# TEXT EXTRACT start

Award-winning Derry restaurant fears Brexit talks failure will hurt business

Nonna’s Wood Fired Pizzas sources main ingredients across Ireland and Italy

Two pizza-loving entrepreneurs, whose Derry business has just been named as the best takeaway in Northern Ireland, are worried that failure by the UK to secure a Brexit trade deal in talks that begin on Monday could undermine their business.

Brothers Darren and Ryan Bradley, who both have backgrounds in IT, established Nonna's Wood Fired Pizzas in Derry in 2016 after years of making pilgrimages to small towns and villages throughout Italy to explore Italian cuisine and culture.

After many failed attempts to find authentic Italian pizzas back on home soil, they decided to build their own “back yard pizza oven” and taught themselves the “art of proper pizza making from scratch”. The brothers established their first restaurant in Spencer Road in Derry and then quickly followed it up with another on Shipquay Street.

They are now looking at the possibility of investing in pop-up restaurants in Belfast and at festivals and events throughout the island.


According to Darren their “passion” for discovering and sourcing the “best, fresh ingredients” is what sets them apart.

They support local suppliers, including Corndale Farm, which produces Northern Irish charcuterie, Dart Mountain Cheese from the Sperrin Mountains and Broighter Gold, the cold pressed rapeseed oil suppliers.

# TEXT EXTRACT end
# INFORMATION SHOWN start

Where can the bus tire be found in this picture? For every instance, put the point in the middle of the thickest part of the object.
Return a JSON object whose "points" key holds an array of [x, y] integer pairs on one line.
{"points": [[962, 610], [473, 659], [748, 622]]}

# INFORMATION SHOWN end

> _JOBS_
1. In the article about Nonna's Wood Fired Pizzas, on which street did the Bradley brothers open their second restaurant?
2. Extend the article about Nonna's Wood Fired Pizzas with a few more paragraphs, picking up after its final sentence.

> _ANSWERS BELOW_
1. Shipquay Street

2.
But the brothers import all their pizza flour from Naples, and their mozzarella from Toons Bridge Dairy in Macroom in west Cork and Cratloe Hills Sheep's Cheese from Co Clare.

Their dedication to “fresh and locally sourced products” was just one of the reasons why the judging panel from this year’s Great British Takeaway Awards decided to choose Nonna’s as the only pizzeria winner out of competitors selected by public votes from 12 regions from across the UK.

Darren said both he and his brother Ryan are delighted to have won the award, but they are concerned about what Brexit could mean for a business that depends on a vital raw ingredient from Naples.

“We’ve lots of Italian connections and, like everyone else, we’re waiting to see what happens. Will there be new tariffs? Will there be new rules and regulations? Nobody knows at this time what it will mean for us,” Darren said.

Negotiations on the trade deal start on Monday. Discussions are scheduled to be intense, with 10 rounds of meetings between the EU and the UK scheduled every three weeks with a view to having a Brexit deal sealed by the middle of October.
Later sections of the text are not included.